WHAT TO DO:
1: Answer these questions using the passage on Schedule 4 taxes.
(a) How much must a self-employed person make from that work to be responsible for self-employment tax?
(b) On which schedule does the actual calculation of self-employment tax take place?
(c) Which IRS form is used to calculate the tax on tips that weren't reported to an employer?
2: Continue the passage on Schedule 4 taxes from the point where it stops.

EXCERPTED PASSAGE:
****************
Tax reform measures have created new tax forms for taxpayers to complete, and many people are struggling to understand how to deal with the differences between the new forms and what they've filled out for years. Although the main 1040 form is a lot shorter than it used to be, there are new schedules that taxpayers have to attach to file a complete return.
Schedule 4 includes a number of taxes other than primary income tax. Although many taxpayers won't have to pay any of these additional taxes, those who do could see substantial boosts to their tax liability. Here, we'll look more closely at Schedule 4 and whether you might owe one or more of these taxes.
Line 57: Self-employment tax
If you're self-employed and make more than $400 from that work, then you're responsible to pay self-employment tax. The tax of up to 15.3% represents the combined employee and employer shares of Social Security and Medicare payroll taxes. Employees don't pay this tax because their employers withhold these payroll taxes automatically. The actual calculation of the tax takes place on Schedule SE, but this line is where the final result goes.
Line 58: Unreported Social Security and Medicare tax
Employees who receive tips that weren't reported to their employers are responsible for covering the Social Security and Medicare payroll taxes on those amounts themselves. That amount of tax goes on Line 58, calculated using IRS Form 4137. In addition, if you were an employee but your employer didn't properly withhold payroll taxes, then Form 8919 will tell you how much to enter on this line to cover the unreported tax.
****************
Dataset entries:
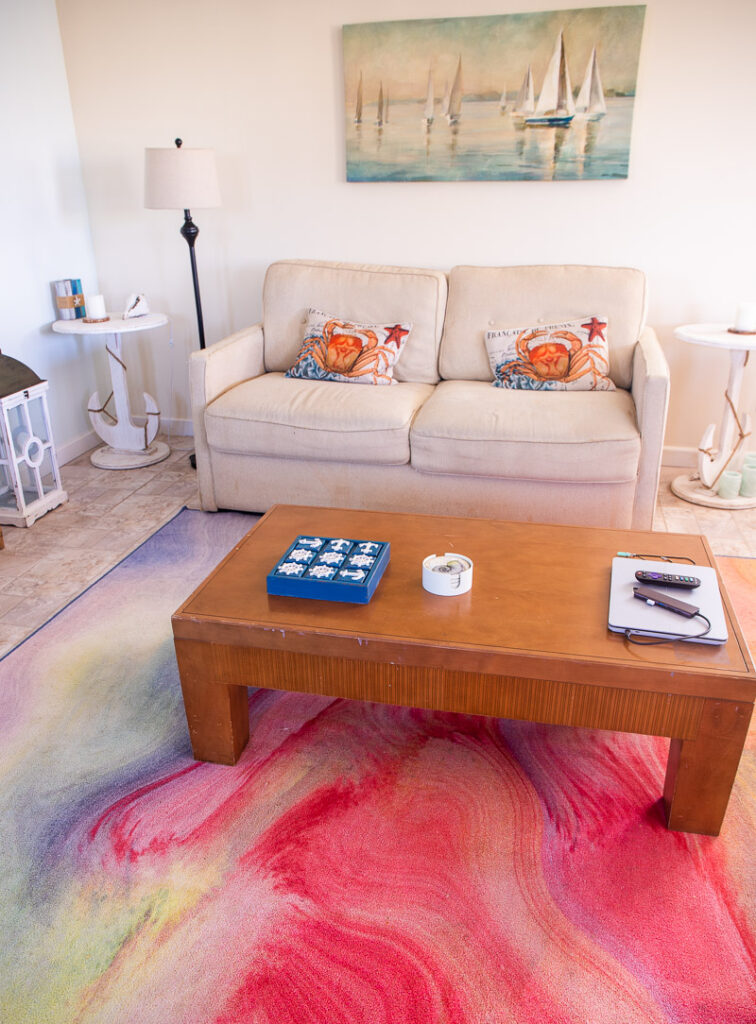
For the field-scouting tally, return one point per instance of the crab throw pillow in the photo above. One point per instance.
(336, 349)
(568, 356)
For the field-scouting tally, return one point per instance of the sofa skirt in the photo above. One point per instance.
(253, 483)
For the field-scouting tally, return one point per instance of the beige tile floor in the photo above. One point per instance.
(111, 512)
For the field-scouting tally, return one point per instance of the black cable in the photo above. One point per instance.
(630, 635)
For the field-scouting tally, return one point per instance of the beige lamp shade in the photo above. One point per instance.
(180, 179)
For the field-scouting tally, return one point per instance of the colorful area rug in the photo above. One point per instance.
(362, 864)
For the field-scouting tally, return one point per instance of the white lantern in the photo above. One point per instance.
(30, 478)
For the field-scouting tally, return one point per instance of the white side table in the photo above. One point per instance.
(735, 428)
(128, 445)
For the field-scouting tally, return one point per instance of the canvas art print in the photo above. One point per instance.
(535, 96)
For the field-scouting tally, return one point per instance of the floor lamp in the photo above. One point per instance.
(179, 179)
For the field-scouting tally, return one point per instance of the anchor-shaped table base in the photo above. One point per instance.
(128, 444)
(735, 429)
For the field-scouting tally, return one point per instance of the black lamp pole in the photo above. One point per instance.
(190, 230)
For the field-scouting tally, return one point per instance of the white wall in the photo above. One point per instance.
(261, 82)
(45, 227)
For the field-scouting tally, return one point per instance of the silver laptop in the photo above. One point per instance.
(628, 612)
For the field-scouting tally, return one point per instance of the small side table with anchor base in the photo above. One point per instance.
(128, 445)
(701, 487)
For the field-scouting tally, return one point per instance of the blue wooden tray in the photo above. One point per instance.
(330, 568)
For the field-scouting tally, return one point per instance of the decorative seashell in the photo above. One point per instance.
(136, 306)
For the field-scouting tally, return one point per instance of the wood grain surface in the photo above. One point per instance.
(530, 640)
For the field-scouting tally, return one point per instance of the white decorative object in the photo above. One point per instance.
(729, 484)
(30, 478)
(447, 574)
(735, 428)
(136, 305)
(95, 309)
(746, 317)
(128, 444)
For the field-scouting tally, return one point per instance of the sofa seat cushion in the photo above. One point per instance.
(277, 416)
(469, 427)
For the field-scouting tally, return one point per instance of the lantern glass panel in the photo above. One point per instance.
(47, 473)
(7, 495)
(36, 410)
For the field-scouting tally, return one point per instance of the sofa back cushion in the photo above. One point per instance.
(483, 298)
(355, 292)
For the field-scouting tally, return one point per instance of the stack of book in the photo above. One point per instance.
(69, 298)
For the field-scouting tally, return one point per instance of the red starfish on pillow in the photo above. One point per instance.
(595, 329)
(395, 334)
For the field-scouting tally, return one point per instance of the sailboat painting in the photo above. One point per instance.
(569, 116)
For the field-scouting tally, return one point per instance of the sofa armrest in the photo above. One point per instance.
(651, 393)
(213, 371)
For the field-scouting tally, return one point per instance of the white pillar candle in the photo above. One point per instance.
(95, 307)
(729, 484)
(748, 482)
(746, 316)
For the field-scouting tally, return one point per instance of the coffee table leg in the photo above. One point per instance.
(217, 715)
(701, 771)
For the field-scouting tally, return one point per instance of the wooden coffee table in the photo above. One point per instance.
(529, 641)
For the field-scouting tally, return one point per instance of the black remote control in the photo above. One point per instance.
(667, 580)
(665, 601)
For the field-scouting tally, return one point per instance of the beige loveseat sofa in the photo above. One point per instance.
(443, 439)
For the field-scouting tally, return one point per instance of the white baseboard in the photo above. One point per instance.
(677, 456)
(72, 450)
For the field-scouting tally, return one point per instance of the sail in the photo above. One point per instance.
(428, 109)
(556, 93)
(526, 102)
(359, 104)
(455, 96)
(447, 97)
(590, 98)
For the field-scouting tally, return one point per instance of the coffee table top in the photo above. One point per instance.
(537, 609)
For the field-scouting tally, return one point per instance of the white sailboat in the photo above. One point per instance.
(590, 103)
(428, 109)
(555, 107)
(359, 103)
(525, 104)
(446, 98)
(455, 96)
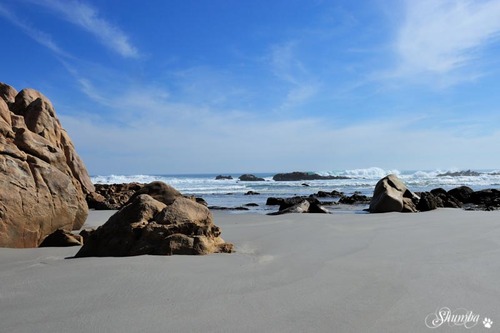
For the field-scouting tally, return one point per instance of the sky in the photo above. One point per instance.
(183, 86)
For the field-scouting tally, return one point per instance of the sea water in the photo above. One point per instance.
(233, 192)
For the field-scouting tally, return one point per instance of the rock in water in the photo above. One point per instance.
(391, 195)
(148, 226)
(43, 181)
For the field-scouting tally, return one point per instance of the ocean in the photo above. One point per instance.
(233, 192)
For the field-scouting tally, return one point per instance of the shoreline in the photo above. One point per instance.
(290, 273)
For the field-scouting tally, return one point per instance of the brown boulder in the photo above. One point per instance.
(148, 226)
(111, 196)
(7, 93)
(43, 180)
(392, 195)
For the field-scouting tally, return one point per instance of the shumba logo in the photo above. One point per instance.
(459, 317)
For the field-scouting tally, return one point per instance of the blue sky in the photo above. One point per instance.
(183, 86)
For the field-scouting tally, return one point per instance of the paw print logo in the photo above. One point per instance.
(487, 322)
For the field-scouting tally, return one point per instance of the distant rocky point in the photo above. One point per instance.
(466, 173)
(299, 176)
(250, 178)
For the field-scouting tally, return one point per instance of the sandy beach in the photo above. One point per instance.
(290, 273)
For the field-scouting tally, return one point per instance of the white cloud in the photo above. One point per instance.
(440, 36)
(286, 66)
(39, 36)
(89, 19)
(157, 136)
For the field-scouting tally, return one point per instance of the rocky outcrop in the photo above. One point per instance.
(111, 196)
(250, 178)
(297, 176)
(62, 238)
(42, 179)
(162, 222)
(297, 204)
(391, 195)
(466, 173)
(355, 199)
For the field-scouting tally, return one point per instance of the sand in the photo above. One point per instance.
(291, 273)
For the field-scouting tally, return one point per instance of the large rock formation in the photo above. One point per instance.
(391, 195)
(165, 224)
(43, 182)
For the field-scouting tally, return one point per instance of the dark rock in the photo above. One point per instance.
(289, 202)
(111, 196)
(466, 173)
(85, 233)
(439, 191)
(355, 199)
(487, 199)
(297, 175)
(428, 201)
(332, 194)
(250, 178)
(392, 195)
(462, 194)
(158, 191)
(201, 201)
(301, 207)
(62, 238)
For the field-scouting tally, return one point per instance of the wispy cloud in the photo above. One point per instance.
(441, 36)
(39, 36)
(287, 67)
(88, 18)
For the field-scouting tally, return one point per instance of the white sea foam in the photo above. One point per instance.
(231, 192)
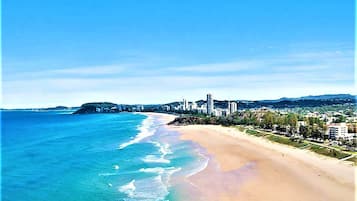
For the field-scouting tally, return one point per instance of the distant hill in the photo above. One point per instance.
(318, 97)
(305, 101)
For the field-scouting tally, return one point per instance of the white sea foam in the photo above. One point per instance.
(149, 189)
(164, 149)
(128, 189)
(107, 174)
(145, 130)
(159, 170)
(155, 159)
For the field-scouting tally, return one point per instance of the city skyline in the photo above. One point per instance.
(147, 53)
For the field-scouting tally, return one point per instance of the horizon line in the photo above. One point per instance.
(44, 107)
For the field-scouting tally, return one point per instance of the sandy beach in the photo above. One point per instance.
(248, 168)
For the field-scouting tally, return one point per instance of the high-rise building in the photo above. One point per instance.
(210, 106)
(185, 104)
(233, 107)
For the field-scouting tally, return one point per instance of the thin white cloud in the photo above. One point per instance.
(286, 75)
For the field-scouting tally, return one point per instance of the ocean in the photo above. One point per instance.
****************
ANSWERS GIVEN:
1:
(a) More than $400.
(b) Schedule SE.
(c) Form 4137.

2:
Line 59: Additional taxes on retirement accounts
A variety of provisions impose extra taxes on retirement plans if you don't comply with their respective rules. The most common is the 10% penalty for taking early withdrawals from IRAs, 401(k) plans, or similar tax-favored retirement accounts. But others apply if you exceed contribution limits or fail to take minimum distributions as required. In some cases, you'll need Form 5329 to help you calculate the appropriate amount to go on Line 59.
Line 60a: Household employment tax
If you employ a household worker who isn't a student under age 18 and pay them more than $2,100 per year or $1,000 in any quarter, then you might owe household employment taxes. These taxes cover the Social Security, Medicare, and unemployment tax liability that employers routinely pay. Schedule H will help you come up with the right amount to put on Line 60a.
Line 60b: Repayment of first-time homebuyer credit
A first-time homebuyer credit was available in the aftermath of the housing bust, and those who qualified could receive credits of up to $8,000. However, the credit was available only in 2008, 2009, and 2010. Those who received the credit in 2008 were required to repay it over a 15-year period, and so the appropriate one-fifteenth amount -- or a larger amount you choose to repay instead -- is what goes on Line 60b. Form 5405 will help you come up with the right amount to put on Line 60b if you sold that home or if other special situations apply.
Line 61: Healthcare individual responsibility
Line 61 is where taxpayers include amounts due under the Affordable Care Act for those who don't have qualifying minimum essential coverage and who don't qualify for an exception. Also known as the Obamacare penalty, the general amount for 2018 is $695 per adult and $347.50 per child up to $2,085 per family, or 2.5% of income above the filing threshold, whichever is greater. However, the Trump administration broadened its definition of hardship exemptions while eliminating documentary evidence, thereby making it almost impossible for the IRS to challenge a taxpayer claiming hardship.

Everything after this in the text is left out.